*Selected text*
--------------------

And your next question comes from the line of Geoff Kwan from RBC Capital Markets. Your line is open..
I had a question on the loan to Cardone. Is it something where you are just getting a really good rate or is it maybe potential stress situation? Just wanted to get some color on that as to how you are looking to generate a good return off of that capital deployed..
Geoff as you know from time to time we make loans its something we have done for many, many years and we are in a great position. We have a bunch of excess liquidity sitting in the company.
So we decided to make a couple of loans to Indian department -- Indian apartment developers sometime ago we decided to make this loan to Cardone Industries simply to earn a great deal for I would say short and medium period of time. These aren’t long-term loans. Then we should earn an exceptional risk adjusted return.
So definitely not a distress situation. We are just going to be able to return on a return in sort of our targeted range. That’s all I think..
And then just one last question I had was you merged the construction services with business services. I'm wondering with the segmentation you gave on the income statement and some of the cash hold.

--------------------

*Data extract*
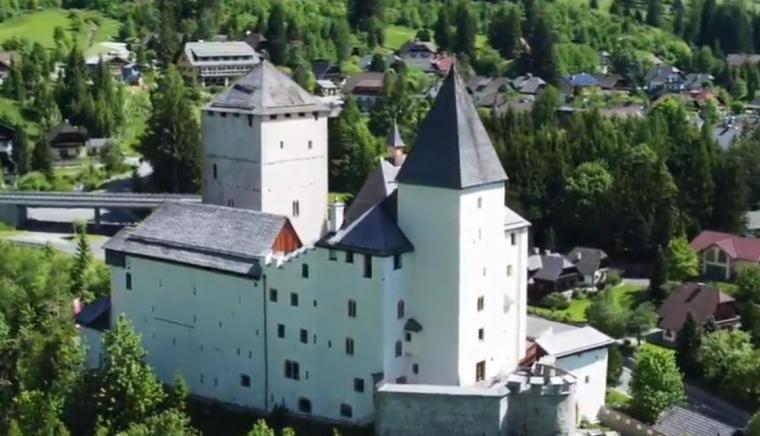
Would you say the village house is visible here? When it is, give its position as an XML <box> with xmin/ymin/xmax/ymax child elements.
<box><xmin>689</xmin><ymin>230</ymin><xmax>760</xmax><ymax>280</ymax></box>
<box><xmin>657</xmin><ymin>282</ymin><xmax>739</xmax><ymax>342</ymax></box>
<box><xmin>177</xmin><ymin>41</ymin><xmax>261</xmax><ymax>87</ymax></box>
<box><xmin>77</xmin><ymin>60</ymin><xmax>608</xmax><ymax>425</ymax></box>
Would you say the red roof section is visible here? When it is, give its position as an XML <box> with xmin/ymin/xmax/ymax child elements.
<box><xmin>689</xmin><ymin>230</ymin><xmax>760</xmax><ymax>262</ymax></box>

--------------------

*Required work*
1. According to the call transcript, what company received the loan that the RBC Capital Markets analyst asked about?
2. Extend the call transcript with the next few exchanges after its final line, keeping the same speakers and tone.
The listing comes from a separate source and is unrelated to the call transcript.

*Answers in order*
1. Cardone Industries.

2.
Are you able to give what the Q3 ending cash and debt was on the construction side?.
Yes Geoffrey -- Geoff. So it was -- the cash -- the net cash balance was about 230 million. And we don’t have much -- any long-term debt in this business, a few kind of shorter term payables I think. But it was net about $230 million. And we will include that in the MD&A, so you will see it there..
And there are no further questions at this time. I will turn the call back over to Cyrus Madon for some remarks..
Well. Thanks everyone for joining us. And we look forward to speaking to you next quarter. Thank you..
This concludes today's conference call. You may now disconnect..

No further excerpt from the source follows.